— START Records shown —

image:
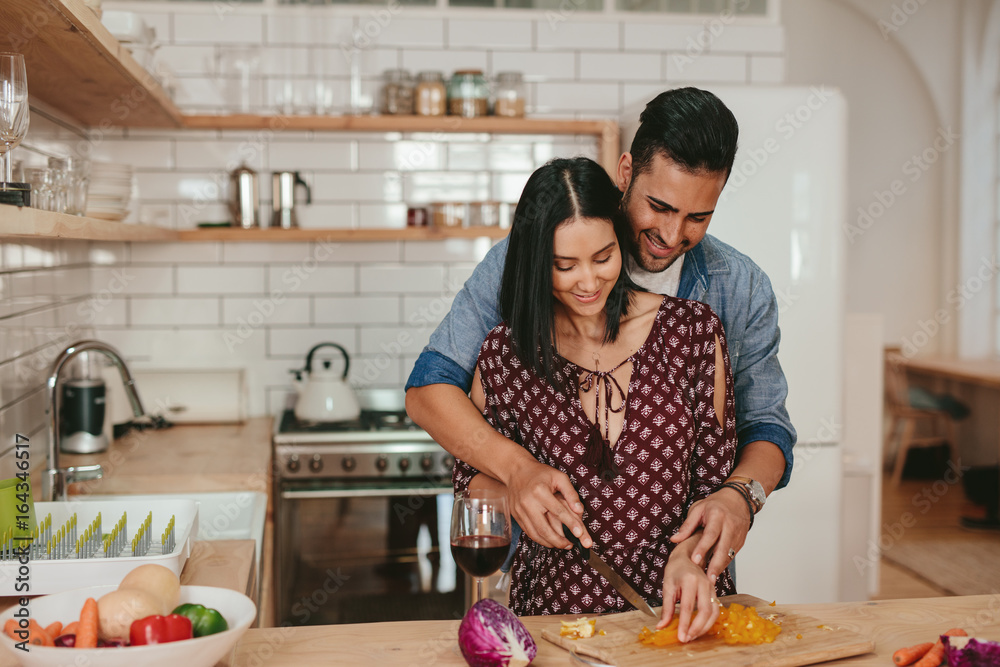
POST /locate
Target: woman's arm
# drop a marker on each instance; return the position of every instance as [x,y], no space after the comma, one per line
[542,499]
[688,583]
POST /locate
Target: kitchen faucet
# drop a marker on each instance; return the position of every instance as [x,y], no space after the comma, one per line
[54,478]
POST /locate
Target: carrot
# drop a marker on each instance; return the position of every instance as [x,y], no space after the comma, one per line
[54,629]
[86,633]
[37,635]
[908,656]
[936,655]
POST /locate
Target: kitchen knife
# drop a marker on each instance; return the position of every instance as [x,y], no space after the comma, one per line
[613,577]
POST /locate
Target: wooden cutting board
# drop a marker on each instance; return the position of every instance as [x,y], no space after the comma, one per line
[818,643]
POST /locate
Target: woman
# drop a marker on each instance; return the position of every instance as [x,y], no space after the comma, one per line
[628,393]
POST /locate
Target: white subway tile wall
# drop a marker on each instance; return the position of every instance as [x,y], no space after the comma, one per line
[262,306]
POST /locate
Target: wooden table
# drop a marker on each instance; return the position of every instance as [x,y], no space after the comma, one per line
[981,372]
[976,372]
[891,623]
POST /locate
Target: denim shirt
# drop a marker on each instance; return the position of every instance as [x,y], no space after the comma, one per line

— END Records shown —

- Goal: Each entry should be repeated exactly as it appears; the pictures stay out.

- Reply:
image:
POST /locate
Target: woman's arm
# drop a marker on each instance; return the position of every instance as [x,y], no space after the comma, one per line
[542,499]
[688,583]
POST /locate
Target: kitchen faucet
# drop a marker on each instance; return the position of every instance as [x,y], no space after the comma, one per line
[54,478]
POST /locate
Target: carrot
# drop a marker on each instance; return the position of every instance as [x,y], no space after the comma, one per line
[54,629]
[86,633]
[37,635]
[908,656]
[936,655]
POST /locate
Target: kitchen knife
# drop a marker on each instance; return the position of every instance as [x,y], no space after the comma, one per line
[613,577]
POST /locate
Target: wooden cutting board
# drop a marker on each instance; return the position of every instance as [x,y], no space after the comma, one per line
[818,643]
POST /locate
Target: woman
# drop a marker on each instance; return the position of every instance as [x,y], no space after the comma, one per line
[628,393]
POST /locate
Target: white subway tile wall
# drop a marker on each instance; return the position of every instance as [x,y], no space after the comma, one per line
[262,306]
POST /locate
Target: wooden table
# drop a marker on each instance; return the position of every instance as [x,y], no space after the comma, one per line
[981,372]
[976,372]
[891,623]
POST /locate
Target: denim shirt
# drop a marker on each instance; return the position of every instance as [x,y], no space after the comma, one per line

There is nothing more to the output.